» **Questions to answer**:
• A. Can you copy everything in the narcissism passage from "The abuse came" down to "this false illusion?" word for word?
• B. Answer these questions from the narcissism passage:
(i) How does the passage describe the first narcissistic partner emotionally?
(ii) What did the second partner give instead of laying a hand on the narrator?
(iii) What did he say he wanted at the end?
• C. Do these statements agree with the narcissism passage? Answer yes or no for each and quote the words that decide it.
(i) The second partner was emotionally closed.
(ii) The house was bought by both of them.
(iii) The second partner physically struck the narrator.

» **Study text**:
+++

The second time I found myself in a narcissistic relationship I suspected I was dealing with narcissism once again, especially since I had been studying it for years. One might wonder how I could have missed it or why I stayed so long. If you've ever heard the story of the boiling pot where a frog is placed in a boiling pot and it jumps out but when they place a frog in a pot of cool water and slowly bring it to a boil the frog dies. The temperature change is so slow that he doesn't realize what is happening.
When I entered the second relationship the water was cool and there were no obvious signs of narcissism. In fact in many ways he was very different than the first one. My first narcissistic partner was emotionally closed and the second one was emotionally open, a huge difference. But what I found was that the more emotionally open one was more prone to emotional explosion and I could sense the volcano preparing to erupt. But still even after it erupted he didn't ever lay a hand on me. He knew better. Instead he bottled it up inside and gave me the silent treatment. I would hear him slamming boards and doors and swearing but he never touched me. He was high functioning! There was never any real evidence of abuse. The abuse was like the frog in the pot. It was so subtle and slow that I didn't recognize it as abuse until I woke from my illusion and realized the water was boiling. I jumped out just in time to save my life.
The abuse came in the form of constant invalidation of my reality until I came to invalidate my own reality. I lost trust in myself and my ability to know what the truth was in any given situation. I became dependent upon him for his version of reality so I could make sense of what was going on in my life. In the end he told me he wanted me out of his house and I said “wait a minute! This is my house too!" He said “No it isn't!" It was then I realize how out of touch things had become. There was no way he was going to convince me that this was his house. We purchased it together. It was ours! How long had I been allowing him to undermine me and impose his version of reality over mine? How long had I been slowly leaking my power and energy to this false illusion?

+++

» **Source information**:
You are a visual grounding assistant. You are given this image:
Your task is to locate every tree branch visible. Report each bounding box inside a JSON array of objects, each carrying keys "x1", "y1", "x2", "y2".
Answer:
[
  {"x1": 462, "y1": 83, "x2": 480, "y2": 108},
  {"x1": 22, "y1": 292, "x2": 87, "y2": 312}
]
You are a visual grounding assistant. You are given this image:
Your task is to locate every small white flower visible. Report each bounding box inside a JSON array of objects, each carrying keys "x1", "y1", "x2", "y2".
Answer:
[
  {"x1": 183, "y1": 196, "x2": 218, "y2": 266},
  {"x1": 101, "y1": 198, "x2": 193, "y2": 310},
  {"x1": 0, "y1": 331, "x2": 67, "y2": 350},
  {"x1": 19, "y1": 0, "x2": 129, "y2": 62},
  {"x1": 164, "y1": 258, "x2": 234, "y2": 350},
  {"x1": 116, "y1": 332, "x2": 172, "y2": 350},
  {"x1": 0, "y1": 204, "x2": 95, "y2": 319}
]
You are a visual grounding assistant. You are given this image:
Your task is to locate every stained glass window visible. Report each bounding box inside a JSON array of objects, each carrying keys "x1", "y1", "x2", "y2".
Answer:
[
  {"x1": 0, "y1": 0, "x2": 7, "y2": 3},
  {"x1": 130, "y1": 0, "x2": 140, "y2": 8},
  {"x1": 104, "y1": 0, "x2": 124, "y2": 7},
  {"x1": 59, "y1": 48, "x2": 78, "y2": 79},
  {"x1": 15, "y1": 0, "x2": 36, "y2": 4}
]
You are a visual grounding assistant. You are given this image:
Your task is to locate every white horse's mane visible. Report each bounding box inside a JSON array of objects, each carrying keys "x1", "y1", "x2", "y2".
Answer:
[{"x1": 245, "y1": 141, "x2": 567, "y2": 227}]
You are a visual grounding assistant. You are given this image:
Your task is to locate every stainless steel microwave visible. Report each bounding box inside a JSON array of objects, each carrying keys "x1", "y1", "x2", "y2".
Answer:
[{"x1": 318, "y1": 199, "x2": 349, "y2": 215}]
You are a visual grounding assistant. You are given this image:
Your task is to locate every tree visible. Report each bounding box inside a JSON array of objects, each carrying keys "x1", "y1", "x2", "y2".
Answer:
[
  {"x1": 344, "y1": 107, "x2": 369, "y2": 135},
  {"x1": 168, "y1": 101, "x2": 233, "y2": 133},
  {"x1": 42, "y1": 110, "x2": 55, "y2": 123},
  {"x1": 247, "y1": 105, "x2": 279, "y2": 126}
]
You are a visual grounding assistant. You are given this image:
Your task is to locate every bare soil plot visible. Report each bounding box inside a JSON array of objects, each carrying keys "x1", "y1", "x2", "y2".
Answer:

+++

» **Responses to the tasks**:
• A.
The abuse came in the form of constant invalidation of my reality until I came to invalidate my own reality. I lost trust in myself and my ability to know what the truth was in any given situation. I became dependent upon him for his version of reality so I could make sense of what was going on in my life. In the end he told me he wanted me out of his house and I said “wait a minute! This is my house too!" He said “No it isn't!" It was then I realize how out of touch things had become. There was no way he was going to convince me that this was his house. We purchased it together. It was ours! How long had I been allowing him to undermine me and impose his version of reality over mine? How long had I been slowly leaking my power and energy to this false illusion?

• B.
(i) Emotionally closed.
(ii) The silent treatment.
(iii) He wanted the narrator out of his house.

• C.
(i) No: "the second one was emotionally open"
(ii) Yes: "We purchased it together."
(iii) No: "he didn't ever lay a hand on me"